┌────────

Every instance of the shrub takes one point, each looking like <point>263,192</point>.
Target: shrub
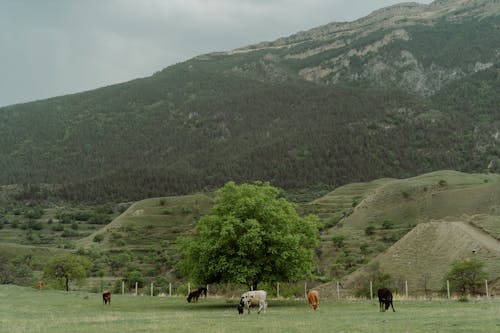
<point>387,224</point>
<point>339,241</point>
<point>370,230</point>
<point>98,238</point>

└────────
┌────────

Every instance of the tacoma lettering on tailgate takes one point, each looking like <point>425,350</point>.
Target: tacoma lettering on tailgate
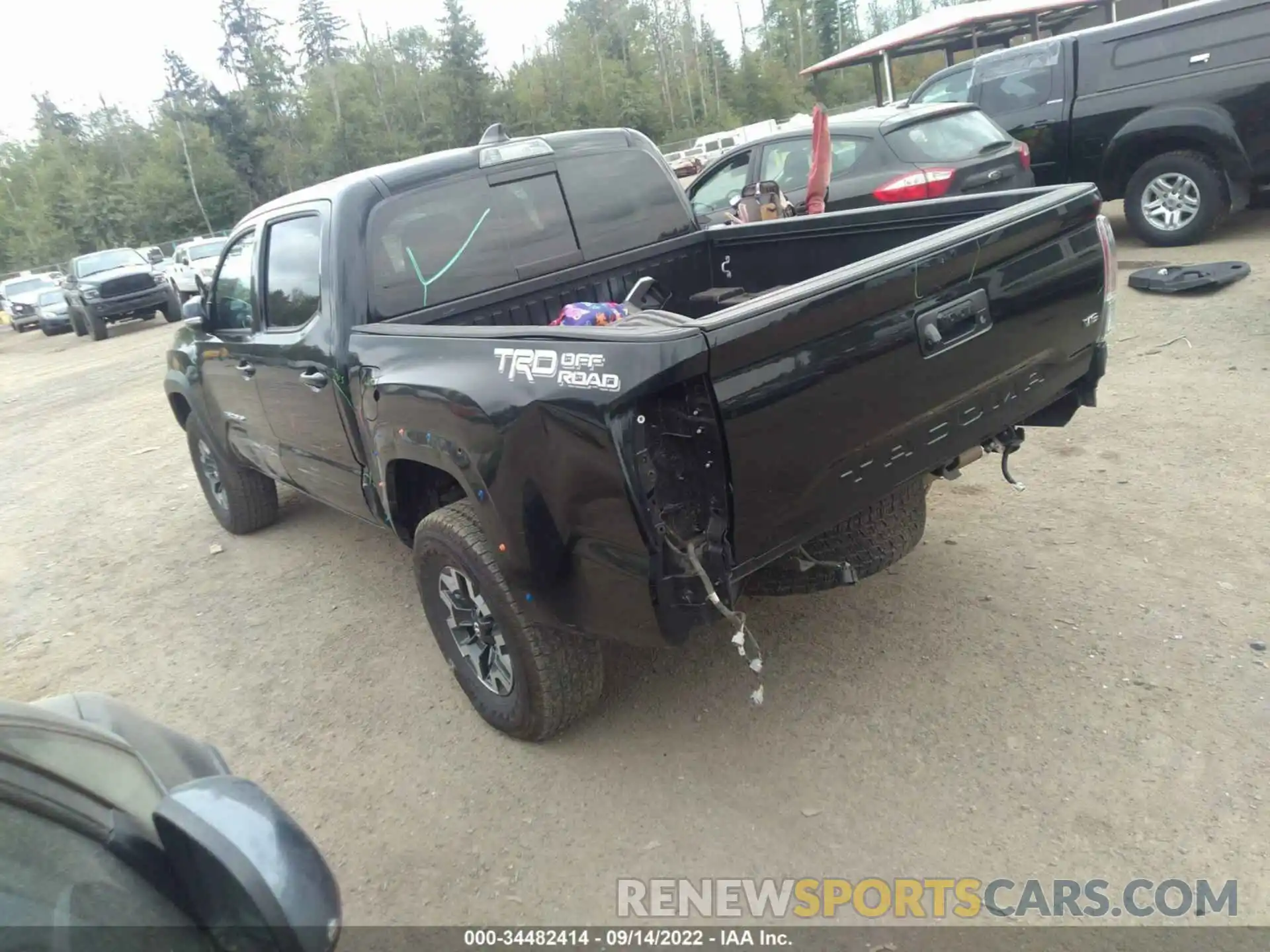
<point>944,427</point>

└────────
┌────────

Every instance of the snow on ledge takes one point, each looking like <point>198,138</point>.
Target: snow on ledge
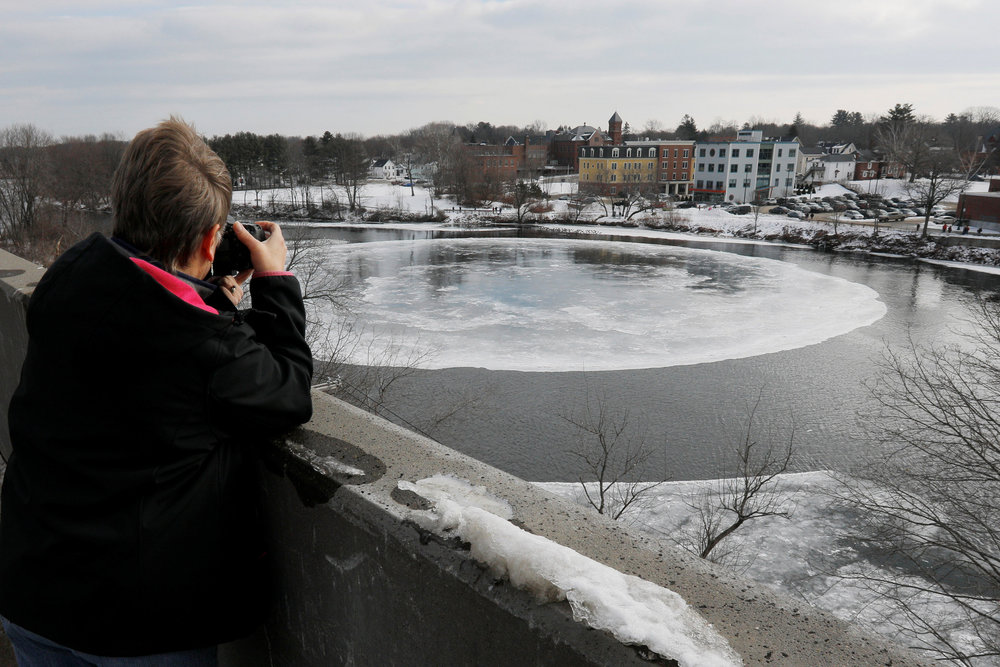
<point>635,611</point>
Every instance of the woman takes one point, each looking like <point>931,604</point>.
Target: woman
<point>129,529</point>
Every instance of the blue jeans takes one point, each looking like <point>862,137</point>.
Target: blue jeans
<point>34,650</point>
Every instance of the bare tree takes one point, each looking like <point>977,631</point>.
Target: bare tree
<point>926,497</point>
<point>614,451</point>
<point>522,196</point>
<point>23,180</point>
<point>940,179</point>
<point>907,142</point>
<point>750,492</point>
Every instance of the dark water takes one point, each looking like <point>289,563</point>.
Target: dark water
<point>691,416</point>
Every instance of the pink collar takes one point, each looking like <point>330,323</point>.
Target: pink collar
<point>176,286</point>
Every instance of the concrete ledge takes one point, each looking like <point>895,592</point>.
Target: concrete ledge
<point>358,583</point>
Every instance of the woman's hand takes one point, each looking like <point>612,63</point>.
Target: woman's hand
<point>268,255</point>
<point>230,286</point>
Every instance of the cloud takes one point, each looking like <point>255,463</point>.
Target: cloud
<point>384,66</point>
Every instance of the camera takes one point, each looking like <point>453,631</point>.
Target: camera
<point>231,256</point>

└────────

• **Written problem**
Give back, word for word, the lines of the items starting with the line containing "Every instance of the blue" and going on through the line containing "<point>358,583</point>".

• **Answer to this exercise**
Every instance of the blue jeans takes one point, each looking like <point>862,137</point>.
Target: blue jeans
<point>34,650</point>
Every instance of the bare tree takes one point, each looking like <point>977,631</point>.
Target: bare tree
<point>926,497</point>
<point>614,451</point>
<point>522,196</point>
<point>23,180</point>
<point>940,179</point>
<point>907,142</point>
<point>750,492</point>
Every instance of the dark water takes one point, each looking like <point>289,563</point>.
Target: dark water
<point>691,416</point>
Every instance of the pink collar takes one point, each looking like <point>330,323</point>.
Target: pink collar
<point>176,286</point>
Every instance of the concrete ledge takes one point, each looking like <point>895,592</point>.
Target: concrete ledge
<point>358,583</point>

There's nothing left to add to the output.